Un ejemplo claro es el de Timnit Gebru, la investigadora que codirigía el equipo de IA ética en Google. Cuando publicó un artículo crítico sobre los grandes modelos de lenguaje, Google decidió despedirla. Como consecuencia, el público no tiene una visión completa ni transparente de cuáles son las verdaderas capacidades y limitaciones de estas tecnologías.

Es una situación análoga a lo que ocurriría si la mayoría de los científicos del clima dependieran económicamente de las compañías petroleras: nuestra comprensión de la crisis climática estaría distorsionada, porque las petroleras harían todo lo posible por impedir que se difundieran datos que perjudicaran sus intereses. Y eso es, precisamente, lo que está pasando en la industria de la inteligencia artificial.

P: ¿La industria de la IA debería ser fiscalizada? ¿Qué tipo de regularización se necesita para la IA?

R: Creo que los impuestos podrían ser uno de los muchos mecanismos posibles. En última instancia, necesitamos contener el poder de estas empresas en múltiples direcciones. Por ejemplo, deberíamos aumentar la transparencia sobre sus actividades para que la gente pueda protestar cuando no les gusten.

Deberíamos saber qué tipo de datos utilizan para entrenar sus modelos de IA, si emplean ciertas propiedades intelectuales, dónde construyen sus centros de datos, cuánta energía consumen, cuánta agua requieren para refrigerarlos, y a quién venden realmente sus productos. Hay dos capas de empresas: los desarrolladores de modelos y los de aplicaciones, y no hay una comprensión clara de la cadena de suministro entre ellos. 

En la vida cotidiana, podrías ir al médico y su aplicación de IA podría enviar tus datos a OpenAI, Google u otra compañía sin que lo sepas; lo mismo ocurre con los profesores en las escuelas, donde no sabes adónde va la información capturada por la IA.

las compañías eléctricas suben las tarifas a los usuarios promedio para compensar la demanda extra de los centros de datos de la IA

Además, deberíamos pensar en cómo redistribuir la acumulación de capital de estas empresas, ya sea mediante impuestos o exigiendo que paguen un salario mínimo a los anotadores de datos y moderadores de contenido que contratan. También habría que limitar los subsidios gubernamentales que reciben para construir centros de datos, ya que muchos costos energéticos se cubren con dinero de los contribuyentes: las compañías eléctricas suben las tarifas a los usuarios promedio para compensar la demanda extra de los centros de datos de la IA.

##############################

TAREA 1 — Extrae del texto sobre la industria de la IA el pasaje comprendido entre "Es una situación" y "la inteligencia artificial.", copiándolo literalmente.
TAREA 2 — Prolonga el texto sobre la industria de la IA a partir de su última oración.

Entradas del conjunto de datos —
##############################

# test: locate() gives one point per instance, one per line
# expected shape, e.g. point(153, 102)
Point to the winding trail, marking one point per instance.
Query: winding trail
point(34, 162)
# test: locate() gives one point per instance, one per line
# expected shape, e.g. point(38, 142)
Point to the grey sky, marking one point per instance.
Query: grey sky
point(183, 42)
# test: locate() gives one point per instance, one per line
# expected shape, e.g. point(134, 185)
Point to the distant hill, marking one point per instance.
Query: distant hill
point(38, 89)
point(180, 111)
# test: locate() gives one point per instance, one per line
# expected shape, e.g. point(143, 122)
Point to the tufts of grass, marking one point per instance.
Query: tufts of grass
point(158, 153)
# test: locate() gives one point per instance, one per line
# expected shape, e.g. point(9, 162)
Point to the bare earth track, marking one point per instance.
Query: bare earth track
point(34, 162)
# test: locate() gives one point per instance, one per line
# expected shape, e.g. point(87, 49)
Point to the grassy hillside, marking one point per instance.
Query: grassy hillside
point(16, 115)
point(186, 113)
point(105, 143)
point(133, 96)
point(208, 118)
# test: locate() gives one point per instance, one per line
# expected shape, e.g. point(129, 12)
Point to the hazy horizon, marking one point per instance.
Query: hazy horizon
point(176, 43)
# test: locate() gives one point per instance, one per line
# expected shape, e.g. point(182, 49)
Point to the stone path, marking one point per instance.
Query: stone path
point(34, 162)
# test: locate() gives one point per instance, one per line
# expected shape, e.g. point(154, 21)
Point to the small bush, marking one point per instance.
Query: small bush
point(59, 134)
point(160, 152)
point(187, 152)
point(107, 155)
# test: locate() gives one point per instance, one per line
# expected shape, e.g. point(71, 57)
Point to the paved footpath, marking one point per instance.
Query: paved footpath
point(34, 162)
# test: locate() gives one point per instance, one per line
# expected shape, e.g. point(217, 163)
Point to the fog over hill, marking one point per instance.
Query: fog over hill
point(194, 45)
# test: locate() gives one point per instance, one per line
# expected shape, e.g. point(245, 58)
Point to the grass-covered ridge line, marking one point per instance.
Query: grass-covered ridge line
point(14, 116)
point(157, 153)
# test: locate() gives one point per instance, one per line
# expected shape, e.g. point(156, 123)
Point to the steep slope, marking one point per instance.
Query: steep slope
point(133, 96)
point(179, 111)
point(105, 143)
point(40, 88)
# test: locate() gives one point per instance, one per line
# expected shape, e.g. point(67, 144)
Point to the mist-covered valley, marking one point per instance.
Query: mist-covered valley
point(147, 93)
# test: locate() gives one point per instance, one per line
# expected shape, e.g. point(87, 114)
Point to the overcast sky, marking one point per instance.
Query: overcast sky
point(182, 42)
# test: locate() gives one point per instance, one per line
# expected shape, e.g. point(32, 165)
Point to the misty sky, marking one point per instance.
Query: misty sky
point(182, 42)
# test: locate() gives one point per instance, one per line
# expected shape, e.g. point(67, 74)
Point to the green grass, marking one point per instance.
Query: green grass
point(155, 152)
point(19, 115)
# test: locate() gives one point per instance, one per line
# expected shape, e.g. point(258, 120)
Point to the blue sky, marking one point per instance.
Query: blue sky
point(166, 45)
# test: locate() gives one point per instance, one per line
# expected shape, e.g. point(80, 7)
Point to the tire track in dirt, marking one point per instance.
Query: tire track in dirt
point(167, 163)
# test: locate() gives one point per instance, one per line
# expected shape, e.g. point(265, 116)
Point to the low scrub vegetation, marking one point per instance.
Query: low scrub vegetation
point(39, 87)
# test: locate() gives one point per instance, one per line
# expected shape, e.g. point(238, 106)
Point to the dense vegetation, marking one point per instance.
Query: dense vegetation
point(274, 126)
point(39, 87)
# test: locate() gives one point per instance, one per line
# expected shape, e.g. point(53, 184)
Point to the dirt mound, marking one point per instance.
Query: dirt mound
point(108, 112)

##############################

RESULTADO ESPERADO 1 —
Es una situación análoga a lo que ocurriría si la mayoría de los científicos del clima dependieran económicamente de las compañías petroleras: nuestra comprensión de la crisis climática estaría distorsionada, porque las petroleras harían todo lo posible por impedir que se difundieran datos que perjudicaran sus intereses. Y eso es, precisamente, lo que está pasando en la industria de la inteligencia artificial.

RESULTADO ESPERADO 2 —
De esta forma, estas empresas no están ofreciendo a la sociedad ni a los individuos un intercambio justo de valor por lo que extraen de todos. El objetivo principal debería ser presionar contra ellas para lograr ese equilibrio justo, ya sea mediante accountability pública —con la gente expresando sus preocupaciones— o a través de legislación y regulación gubernamental.

P: ¿Cuál es el peligro de la IA que no estamos encarando como sociedad?

R: Quiero aclarar primero que la IA es un conjunto de muchas tecnologías diferentes. Por tanto, las amenazas que percibo están ligadas específicamente al tipo de IA que Silicon Valley desarrolla actualmente: modelos a gran escala que exigen enormes recursos y capital. Existen numerosos sistemas de IA que no siguen este patrón, son altamente eficientes en costos, no necesitan centros de datos masivos y aportan grandes beneficios a la sociedad.

Para mí, hay varias amenazas, pero una clave es que, al absorber todos los recursos para este tipo de IA concreto, estas empresas limitan nuestra capacidad de innovar no solo en IA, sino en cualquier tecnología esencial. Un artículo de Bloomberg reveló que las inversiones en tecnologías climáticas han caído drásticamente, ya que los inversores que antes apostaban por ellas ahora financian estos costosos modelos de IA a gran escala. Esa es una amenaza concreta.

La mayor amenaza surge si consideramos que estas compañías representan nuevas formas de imperio, esto nos devuelve a una era imperial en la que unos pocos en la cima afectan profundamente a miles de millones de personas en todo el mundo, sin que estas tengan libertad ni control real sobre sus vidas. Esa es, para mí, la amenaza fundamental, la democracia no sobrevivirá si permitimos a las empresas de IA expandirse sin rendir cuentas.